**Tasks for this exercise**.
**a.** Replace "record date" with "payment date" in the stock option plan text and write out the passage starting at "shareholder shall exist" and ending at "Section 10 below.".
**b.** Under the stock option plan text, how long must the Optionee have owned Common Stock before it can be tendered as payment of the exercise price?

In the event that the aggregate fair market value of Common Stock and other
stock with respect to which ISO's granted to an Optionee hereunder or incentive
stock options granted to such Optionee under any other plan of the Company or
any of its Affiliates are exercisable for the first time during any calendar
year, exceeds the maximum permitted under Section 422(d) of the Code, then to
the extent of such excess, such ISO's shall be treated as Non-ISO's.

     7.   EXERCISE OF OPTION.

          7.1  Subject to any limitations or conditions imposed upon an 
Option pursuant to Section 5 above, an Optionee may exercise an Option or any 
part thereof (unless partial exercise is specifically prohibited by the terms 
of the Option), by giving written notice thereof to the Company at its 
principal place of business accompanied by payment as described in Section 
7.2.

          7.2  The exercise price for shares purchased under an Option shall 
be paid in full to the Company by delivery of consideration equal to the 
Option Price for the whole number of shares as to which it is exercised.  
Such consideration must be paid in cash or by check, or, in the Plan 
Administrator's discretion, a combination of cash and/or check and/or one or 
both of the following alternative forms: (a) tendering (either actually or, 
if and so long as the Common Stock is registered under Section 12(b) or 12(g) 
of the Exchange Act, by attestation) Common Stock already owned by the 
Optionee for at least six (6) months (or any shorter period necessary to 
avoid a charge to the Company's earnings for financial reporting purposes) 
having a fair market value on the day prior to the exercise date equal to the 
aggregate Option Price or (b) if and so long as the Common Stock is 
registered under Section 12(b) or 12(g) of the Exchange Act, delivery of a 
properly executed exercise notice, together with irrevocable instructions, to 
(i) a brokerage firm, that may from time to time be designated by the Company 
in its discretion, to deliver to the Company the aggregate amount of sale or 
loan proceeds to pay the Option Price and any withholding tax obligations 
that may arise in connection with the exercise and (ii) the Company, to 
deliver the certificates for such purchased shares directly to such brokerage 
firm, all in accordance with the regulations of the Federal Reserve Board.  
In addition, the exercise price for shares purchased under an Option may be 
paid, either singly or in combination with one or more of the alternative 
forms of payment authorized by this Section 7.2, by (y) a promissory note; or 
(z) such other consideration as the Plan Administrator may permit.  Any 
promissory note delivered in connection with exercise of an Option shall bear 
interest at a rate specified by the Plan Administrator but in no case less 
than the rate required to avoid imputation of interest (taking into account 
any exceptions) for federal income tax purposes.

          7.3  As soon as practicable after exercise of an option in 
accordance with Sections 7.1 and 7.2 above, the Company shall issue a stock 
certificate evidencing the Common Stock with respect to which the Option has 
been exercised. Until the issuance (as evidenced by the appropriate entry on 
the books of the Company or of a duly authorized transfer agent of the 
Company) of such stock certificate, no right to vote or receive dividends or 
any other rights as a 

                                       5



shareholder shall exist with respect to such Common Stock, notwithstanding 
the exercise of the Option.  No adjustment will be made for a dividend or 
other right for which the record date is prior to the date the stock 
certificate is issued, except as provided in Section 10 below.

Excerpts from point annotation data:

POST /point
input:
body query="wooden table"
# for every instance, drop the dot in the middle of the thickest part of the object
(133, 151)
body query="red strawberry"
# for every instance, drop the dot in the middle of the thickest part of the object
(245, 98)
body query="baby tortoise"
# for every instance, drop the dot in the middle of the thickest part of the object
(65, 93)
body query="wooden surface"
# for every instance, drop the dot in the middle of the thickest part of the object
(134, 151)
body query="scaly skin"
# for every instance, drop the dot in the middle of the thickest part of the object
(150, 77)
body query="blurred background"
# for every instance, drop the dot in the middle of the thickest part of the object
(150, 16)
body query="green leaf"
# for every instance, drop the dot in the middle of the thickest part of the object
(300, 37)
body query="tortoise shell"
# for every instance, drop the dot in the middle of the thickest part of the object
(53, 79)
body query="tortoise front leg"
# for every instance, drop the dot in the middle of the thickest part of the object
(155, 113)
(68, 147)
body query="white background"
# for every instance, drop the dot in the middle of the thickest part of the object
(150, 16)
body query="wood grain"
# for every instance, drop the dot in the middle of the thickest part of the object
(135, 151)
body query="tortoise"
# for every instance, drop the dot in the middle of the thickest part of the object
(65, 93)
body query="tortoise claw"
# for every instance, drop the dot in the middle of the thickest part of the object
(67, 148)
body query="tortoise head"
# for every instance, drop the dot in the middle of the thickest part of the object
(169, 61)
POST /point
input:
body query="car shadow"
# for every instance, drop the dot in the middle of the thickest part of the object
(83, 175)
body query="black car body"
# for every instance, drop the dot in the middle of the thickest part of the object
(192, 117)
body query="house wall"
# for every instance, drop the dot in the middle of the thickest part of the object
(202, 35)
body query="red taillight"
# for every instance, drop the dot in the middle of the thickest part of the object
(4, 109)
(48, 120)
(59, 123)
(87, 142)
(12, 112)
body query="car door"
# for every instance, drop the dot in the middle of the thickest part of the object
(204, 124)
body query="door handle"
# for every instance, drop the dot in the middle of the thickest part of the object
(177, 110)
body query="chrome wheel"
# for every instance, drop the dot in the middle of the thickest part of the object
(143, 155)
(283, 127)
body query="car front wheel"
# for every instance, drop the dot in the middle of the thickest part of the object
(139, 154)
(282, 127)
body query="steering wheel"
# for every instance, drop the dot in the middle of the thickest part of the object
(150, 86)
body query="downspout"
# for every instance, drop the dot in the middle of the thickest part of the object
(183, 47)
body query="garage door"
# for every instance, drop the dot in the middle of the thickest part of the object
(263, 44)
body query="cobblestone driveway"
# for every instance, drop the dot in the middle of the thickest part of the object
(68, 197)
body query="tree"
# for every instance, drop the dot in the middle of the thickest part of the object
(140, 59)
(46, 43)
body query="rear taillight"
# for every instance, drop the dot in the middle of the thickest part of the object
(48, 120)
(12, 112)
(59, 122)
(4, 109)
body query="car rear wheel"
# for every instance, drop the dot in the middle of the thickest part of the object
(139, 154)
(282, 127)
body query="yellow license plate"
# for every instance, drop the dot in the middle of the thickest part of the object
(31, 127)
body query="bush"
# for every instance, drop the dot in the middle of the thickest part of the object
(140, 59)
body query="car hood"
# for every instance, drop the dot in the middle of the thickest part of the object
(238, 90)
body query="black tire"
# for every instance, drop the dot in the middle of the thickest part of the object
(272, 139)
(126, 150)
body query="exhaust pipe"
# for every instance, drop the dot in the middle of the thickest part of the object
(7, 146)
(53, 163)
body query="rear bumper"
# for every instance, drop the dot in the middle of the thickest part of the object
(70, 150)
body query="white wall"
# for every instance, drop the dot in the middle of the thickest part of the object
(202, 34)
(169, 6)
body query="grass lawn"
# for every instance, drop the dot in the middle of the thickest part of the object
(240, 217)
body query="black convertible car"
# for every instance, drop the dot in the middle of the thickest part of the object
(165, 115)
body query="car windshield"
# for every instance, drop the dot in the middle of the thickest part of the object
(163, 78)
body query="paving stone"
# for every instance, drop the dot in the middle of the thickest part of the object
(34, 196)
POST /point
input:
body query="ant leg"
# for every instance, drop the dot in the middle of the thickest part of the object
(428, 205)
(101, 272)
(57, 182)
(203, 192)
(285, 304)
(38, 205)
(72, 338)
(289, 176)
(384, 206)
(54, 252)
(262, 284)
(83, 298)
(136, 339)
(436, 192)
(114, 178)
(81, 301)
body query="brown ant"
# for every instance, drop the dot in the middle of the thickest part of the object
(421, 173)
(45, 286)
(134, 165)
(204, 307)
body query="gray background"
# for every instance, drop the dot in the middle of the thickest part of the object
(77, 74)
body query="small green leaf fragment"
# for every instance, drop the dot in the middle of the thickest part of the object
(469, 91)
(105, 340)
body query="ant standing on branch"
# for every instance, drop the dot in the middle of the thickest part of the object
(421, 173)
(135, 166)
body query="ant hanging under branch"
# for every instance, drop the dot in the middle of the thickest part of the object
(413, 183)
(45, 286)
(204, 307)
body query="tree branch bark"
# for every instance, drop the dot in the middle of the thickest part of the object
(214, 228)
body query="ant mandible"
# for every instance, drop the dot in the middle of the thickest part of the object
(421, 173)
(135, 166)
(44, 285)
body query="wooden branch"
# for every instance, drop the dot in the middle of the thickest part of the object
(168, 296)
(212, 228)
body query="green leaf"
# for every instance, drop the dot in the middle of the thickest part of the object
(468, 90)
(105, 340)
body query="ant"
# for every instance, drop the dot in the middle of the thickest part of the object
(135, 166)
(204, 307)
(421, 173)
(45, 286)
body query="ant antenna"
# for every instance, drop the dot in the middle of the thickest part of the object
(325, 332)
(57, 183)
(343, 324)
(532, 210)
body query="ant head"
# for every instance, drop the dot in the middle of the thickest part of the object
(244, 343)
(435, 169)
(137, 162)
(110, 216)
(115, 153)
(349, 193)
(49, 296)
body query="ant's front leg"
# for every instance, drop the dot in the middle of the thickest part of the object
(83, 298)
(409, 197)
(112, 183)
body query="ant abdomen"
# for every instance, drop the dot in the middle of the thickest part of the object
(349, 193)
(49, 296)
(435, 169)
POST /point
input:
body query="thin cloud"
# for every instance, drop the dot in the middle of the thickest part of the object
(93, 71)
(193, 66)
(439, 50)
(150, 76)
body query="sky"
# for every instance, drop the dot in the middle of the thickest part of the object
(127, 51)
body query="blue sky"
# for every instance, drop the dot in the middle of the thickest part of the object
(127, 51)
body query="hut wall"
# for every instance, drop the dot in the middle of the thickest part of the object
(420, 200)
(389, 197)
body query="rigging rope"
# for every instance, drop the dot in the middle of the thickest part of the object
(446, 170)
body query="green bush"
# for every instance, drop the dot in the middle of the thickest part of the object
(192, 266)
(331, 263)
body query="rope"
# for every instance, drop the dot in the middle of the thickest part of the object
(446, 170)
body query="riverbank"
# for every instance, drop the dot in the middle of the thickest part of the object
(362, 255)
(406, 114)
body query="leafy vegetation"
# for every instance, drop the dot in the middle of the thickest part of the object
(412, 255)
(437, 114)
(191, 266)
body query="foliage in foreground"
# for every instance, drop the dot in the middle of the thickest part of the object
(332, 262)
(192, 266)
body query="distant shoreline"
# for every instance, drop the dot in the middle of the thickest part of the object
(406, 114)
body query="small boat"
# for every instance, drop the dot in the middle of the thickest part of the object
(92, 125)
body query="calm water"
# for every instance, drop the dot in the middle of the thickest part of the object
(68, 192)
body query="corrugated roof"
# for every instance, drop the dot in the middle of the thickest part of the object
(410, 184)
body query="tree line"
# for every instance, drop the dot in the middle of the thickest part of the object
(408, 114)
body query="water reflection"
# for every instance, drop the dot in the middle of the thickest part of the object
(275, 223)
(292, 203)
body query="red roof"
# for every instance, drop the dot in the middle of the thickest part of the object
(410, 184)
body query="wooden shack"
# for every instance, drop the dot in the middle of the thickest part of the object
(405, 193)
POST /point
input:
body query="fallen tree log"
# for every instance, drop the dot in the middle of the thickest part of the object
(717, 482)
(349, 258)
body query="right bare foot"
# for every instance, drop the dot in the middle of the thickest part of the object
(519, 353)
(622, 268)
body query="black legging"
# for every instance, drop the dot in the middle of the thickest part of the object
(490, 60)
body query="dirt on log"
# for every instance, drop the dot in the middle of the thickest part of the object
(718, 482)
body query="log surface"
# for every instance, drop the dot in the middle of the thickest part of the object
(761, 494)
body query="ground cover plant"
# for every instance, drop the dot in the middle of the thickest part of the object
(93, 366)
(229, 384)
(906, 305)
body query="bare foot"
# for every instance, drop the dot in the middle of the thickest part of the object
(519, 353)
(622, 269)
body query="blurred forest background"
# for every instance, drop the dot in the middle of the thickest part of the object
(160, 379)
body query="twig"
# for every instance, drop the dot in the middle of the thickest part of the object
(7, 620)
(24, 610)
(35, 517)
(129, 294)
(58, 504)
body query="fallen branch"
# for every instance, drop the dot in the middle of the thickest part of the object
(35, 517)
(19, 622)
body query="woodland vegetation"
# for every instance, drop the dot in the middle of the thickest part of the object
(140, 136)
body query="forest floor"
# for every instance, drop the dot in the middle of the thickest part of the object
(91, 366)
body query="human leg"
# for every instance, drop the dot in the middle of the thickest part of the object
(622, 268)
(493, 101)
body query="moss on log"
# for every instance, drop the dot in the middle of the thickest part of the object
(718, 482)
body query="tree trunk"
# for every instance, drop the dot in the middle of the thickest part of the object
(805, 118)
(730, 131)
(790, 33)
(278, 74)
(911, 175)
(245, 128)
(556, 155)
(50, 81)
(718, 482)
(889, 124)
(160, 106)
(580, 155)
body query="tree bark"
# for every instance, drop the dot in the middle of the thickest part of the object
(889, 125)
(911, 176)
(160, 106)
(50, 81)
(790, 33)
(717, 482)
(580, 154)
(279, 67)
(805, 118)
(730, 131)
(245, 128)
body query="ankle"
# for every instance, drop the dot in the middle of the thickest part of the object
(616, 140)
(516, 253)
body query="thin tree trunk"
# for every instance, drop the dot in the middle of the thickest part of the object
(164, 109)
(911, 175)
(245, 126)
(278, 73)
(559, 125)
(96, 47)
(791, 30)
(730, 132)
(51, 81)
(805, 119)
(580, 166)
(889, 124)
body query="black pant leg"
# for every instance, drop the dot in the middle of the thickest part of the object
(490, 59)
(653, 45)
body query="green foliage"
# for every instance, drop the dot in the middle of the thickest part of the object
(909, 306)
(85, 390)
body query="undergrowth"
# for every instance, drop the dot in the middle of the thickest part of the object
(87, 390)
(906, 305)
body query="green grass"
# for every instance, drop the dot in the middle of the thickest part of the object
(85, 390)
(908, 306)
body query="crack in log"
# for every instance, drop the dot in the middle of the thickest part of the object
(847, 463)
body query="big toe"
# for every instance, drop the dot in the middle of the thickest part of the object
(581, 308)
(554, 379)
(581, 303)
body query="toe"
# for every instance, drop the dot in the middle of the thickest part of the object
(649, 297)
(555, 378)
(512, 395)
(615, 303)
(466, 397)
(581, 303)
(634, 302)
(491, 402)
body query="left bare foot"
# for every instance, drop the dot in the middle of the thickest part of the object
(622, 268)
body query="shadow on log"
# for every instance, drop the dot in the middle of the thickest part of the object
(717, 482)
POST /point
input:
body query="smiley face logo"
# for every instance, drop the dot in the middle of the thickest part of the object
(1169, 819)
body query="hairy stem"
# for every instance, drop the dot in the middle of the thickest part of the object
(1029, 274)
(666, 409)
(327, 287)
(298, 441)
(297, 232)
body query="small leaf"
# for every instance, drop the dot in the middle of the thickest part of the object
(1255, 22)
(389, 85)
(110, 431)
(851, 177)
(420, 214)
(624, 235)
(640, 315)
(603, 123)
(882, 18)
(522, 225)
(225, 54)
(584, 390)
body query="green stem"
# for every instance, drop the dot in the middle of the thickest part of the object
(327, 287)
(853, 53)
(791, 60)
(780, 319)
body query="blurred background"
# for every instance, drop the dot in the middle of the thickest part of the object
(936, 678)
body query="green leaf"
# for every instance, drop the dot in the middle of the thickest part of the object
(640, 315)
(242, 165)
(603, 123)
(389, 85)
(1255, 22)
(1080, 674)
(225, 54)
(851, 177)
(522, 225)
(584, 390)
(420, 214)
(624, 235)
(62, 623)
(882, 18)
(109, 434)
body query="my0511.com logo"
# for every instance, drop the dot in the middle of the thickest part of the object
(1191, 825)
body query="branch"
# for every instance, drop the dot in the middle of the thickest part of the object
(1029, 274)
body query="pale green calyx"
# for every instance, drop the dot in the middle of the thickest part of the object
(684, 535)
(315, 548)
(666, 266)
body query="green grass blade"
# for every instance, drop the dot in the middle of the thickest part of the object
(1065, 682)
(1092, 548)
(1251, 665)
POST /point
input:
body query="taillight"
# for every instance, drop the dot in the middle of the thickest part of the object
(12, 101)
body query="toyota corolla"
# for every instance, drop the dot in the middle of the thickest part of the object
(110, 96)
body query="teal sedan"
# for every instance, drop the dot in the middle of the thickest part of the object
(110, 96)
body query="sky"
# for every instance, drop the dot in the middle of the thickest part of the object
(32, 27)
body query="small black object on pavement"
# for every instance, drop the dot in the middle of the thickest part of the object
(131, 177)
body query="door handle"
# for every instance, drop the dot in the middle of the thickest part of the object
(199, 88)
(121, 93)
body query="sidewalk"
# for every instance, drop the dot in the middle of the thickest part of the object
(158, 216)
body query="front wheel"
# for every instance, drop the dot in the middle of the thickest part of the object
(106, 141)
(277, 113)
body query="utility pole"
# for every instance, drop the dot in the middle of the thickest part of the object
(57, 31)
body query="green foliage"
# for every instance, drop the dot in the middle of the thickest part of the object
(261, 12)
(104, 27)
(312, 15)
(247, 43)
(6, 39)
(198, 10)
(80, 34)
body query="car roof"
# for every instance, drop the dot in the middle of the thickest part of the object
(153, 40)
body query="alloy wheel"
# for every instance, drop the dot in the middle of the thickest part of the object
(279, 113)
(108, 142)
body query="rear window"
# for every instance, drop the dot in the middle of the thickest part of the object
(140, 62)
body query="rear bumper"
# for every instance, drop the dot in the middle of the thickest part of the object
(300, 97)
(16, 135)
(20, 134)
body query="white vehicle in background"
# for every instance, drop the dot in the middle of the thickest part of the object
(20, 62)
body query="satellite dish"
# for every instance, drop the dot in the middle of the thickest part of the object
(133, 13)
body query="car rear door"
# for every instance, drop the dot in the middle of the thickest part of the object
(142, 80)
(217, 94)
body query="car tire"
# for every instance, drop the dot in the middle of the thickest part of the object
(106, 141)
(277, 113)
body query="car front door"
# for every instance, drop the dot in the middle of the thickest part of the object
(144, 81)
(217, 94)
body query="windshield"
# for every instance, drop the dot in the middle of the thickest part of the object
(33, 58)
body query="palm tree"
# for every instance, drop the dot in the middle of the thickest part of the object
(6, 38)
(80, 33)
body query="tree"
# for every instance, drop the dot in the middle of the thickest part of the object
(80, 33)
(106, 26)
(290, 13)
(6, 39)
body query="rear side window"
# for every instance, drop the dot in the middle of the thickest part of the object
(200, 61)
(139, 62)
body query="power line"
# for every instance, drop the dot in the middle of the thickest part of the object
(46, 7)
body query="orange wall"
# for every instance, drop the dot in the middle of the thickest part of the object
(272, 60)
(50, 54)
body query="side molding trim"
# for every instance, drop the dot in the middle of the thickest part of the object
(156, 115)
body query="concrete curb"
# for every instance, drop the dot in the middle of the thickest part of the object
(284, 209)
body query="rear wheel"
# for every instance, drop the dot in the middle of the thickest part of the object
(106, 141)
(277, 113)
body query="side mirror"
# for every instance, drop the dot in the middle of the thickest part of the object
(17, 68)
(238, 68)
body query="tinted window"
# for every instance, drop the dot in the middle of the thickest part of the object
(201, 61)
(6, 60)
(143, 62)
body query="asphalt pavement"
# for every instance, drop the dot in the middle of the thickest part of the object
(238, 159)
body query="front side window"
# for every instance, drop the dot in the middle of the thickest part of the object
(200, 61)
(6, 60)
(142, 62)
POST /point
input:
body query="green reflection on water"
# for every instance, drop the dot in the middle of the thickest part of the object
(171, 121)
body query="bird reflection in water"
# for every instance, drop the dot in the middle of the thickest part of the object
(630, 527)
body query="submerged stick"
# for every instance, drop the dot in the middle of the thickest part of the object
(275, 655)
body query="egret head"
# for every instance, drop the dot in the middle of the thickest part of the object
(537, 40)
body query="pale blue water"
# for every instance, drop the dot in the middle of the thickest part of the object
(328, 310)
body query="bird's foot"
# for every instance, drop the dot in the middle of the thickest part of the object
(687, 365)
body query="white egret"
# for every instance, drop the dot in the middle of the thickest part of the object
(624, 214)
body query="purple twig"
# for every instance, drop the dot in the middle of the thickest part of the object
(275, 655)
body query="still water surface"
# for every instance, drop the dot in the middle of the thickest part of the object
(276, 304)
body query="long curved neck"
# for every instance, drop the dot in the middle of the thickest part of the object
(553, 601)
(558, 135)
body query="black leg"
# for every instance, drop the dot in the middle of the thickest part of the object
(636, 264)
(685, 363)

**Answers per task**.
**a.**
shareholder shall exist with respect to such Common Stock, notwithstanding 
the exercise of the Option.  No adjustment will be made for a dividend or 
other right for which the payment date is prior to the date the stock 
certificate is issued, except as provided in Section 10 below.

**b.** At least six (6) months, or any shorter period necessary to avoid a charge to the Company's earnings for financial reporting purposes.